**What the exercise asks**
Copy the lines from the one containing "Satellite imagery analysis: find every bird's foot" through the end of the records, both ends included, and shift every bounding box coordinate in the answers up by 114. Keep the requests in your copy.

**Records shown**
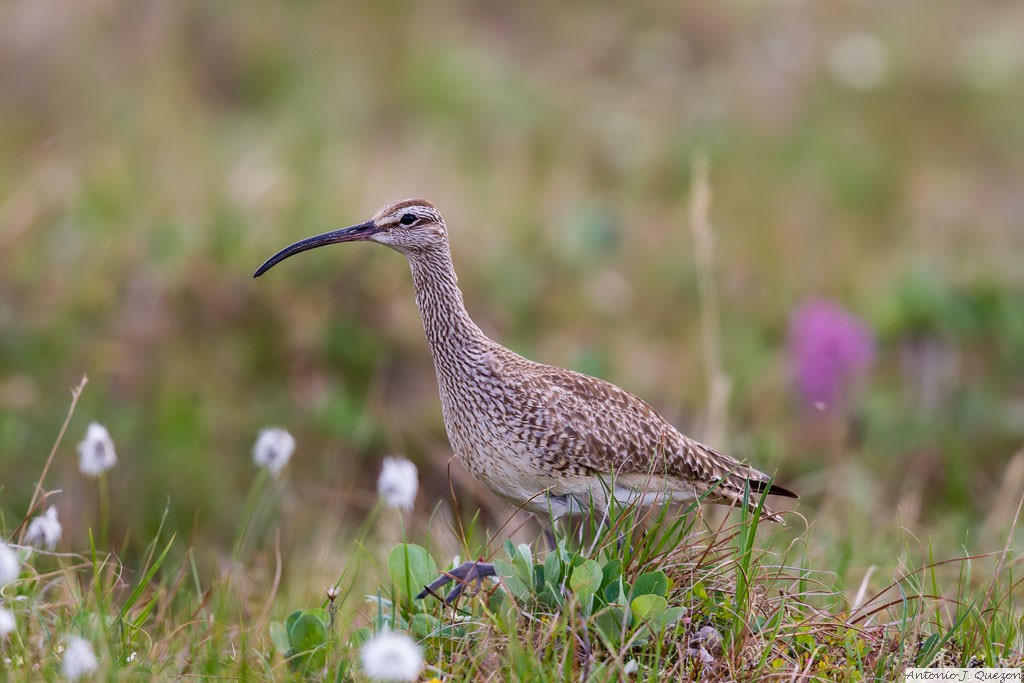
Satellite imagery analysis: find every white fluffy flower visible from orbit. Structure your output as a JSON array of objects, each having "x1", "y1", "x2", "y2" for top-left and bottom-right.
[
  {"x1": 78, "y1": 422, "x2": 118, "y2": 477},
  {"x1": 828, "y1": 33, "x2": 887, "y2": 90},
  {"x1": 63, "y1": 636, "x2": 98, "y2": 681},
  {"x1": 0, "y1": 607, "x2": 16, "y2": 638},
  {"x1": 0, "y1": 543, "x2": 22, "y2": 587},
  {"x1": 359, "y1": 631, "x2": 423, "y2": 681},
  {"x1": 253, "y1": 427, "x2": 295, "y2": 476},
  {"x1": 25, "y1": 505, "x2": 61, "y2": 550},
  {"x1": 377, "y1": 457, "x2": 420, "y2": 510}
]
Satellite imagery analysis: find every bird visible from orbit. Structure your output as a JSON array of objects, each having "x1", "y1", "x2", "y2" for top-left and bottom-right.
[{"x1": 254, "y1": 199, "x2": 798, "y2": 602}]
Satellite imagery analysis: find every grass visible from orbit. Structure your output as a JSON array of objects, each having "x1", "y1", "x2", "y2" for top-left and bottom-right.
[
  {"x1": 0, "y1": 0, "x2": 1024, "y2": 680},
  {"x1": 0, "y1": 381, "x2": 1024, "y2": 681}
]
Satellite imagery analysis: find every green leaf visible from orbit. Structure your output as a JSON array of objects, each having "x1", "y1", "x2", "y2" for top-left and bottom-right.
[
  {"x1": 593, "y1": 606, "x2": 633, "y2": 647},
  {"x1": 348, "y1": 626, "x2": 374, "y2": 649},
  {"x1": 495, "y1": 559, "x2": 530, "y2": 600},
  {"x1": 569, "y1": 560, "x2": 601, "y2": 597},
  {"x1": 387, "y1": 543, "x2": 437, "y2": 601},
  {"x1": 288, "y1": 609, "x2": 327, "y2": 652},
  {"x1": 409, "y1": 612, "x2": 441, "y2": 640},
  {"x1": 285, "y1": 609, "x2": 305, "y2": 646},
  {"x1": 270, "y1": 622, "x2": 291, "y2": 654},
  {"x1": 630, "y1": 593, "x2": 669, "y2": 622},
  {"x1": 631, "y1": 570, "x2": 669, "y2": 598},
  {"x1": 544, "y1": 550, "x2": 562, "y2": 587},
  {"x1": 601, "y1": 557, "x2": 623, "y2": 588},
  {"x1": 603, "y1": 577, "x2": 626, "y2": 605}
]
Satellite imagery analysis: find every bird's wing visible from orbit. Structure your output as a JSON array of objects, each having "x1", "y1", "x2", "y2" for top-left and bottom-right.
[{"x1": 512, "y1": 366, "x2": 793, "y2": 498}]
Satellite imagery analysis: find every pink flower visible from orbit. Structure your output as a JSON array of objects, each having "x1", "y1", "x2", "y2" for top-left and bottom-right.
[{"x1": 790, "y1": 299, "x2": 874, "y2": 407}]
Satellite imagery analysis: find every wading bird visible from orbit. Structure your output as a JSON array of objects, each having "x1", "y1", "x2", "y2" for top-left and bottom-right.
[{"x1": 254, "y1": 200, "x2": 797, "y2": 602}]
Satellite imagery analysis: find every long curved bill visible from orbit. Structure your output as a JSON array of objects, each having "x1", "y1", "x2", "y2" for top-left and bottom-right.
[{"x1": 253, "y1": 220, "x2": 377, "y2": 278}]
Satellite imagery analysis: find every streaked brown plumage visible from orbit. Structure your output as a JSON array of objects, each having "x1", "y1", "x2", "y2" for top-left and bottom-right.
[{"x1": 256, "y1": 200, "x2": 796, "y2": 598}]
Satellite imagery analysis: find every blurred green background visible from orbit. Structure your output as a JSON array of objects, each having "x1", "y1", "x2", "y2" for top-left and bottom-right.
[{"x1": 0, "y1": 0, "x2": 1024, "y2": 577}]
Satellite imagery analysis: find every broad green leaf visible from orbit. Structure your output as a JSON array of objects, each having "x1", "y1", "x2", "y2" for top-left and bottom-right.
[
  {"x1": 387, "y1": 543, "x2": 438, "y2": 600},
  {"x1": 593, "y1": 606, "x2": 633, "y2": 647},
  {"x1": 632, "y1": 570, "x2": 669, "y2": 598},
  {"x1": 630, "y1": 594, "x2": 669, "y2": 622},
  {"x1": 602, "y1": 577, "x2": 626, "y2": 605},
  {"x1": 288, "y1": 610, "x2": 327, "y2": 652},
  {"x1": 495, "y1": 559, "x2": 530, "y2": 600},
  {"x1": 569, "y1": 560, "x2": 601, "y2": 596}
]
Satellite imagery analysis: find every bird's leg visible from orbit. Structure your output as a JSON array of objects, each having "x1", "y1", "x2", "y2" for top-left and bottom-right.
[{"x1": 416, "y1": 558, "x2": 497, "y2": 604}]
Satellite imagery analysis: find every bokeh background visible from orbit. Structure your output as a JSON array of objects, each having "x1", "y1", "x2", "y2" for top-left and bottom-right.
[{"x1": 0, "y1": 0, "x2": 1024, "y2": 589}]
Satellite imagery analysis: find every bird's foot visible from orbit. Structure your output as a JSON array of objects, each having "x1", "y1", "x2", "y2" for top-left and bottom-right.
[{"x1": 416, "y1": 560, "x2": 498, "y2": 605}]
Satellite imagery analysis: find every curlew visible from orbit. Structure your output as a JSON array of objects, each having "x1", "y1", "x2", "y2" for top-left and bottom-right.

**Answer to the exercise**
Satellite imagery analysis: find every bird's foot visible from orbit. Structure your output as a JSON array of objects, each having "x1", "y1", "x2", "y2" for top-left and bottom-right.
[{"x1": 530, "y1": 674, "x2": 612, "y2": 719}]
Satellite imagery analysis: find every curlew visible from orbit. Structure your output as a JSON array of objects, each having "x1", "y1", "x2", "y2" for top-left and bottom-right.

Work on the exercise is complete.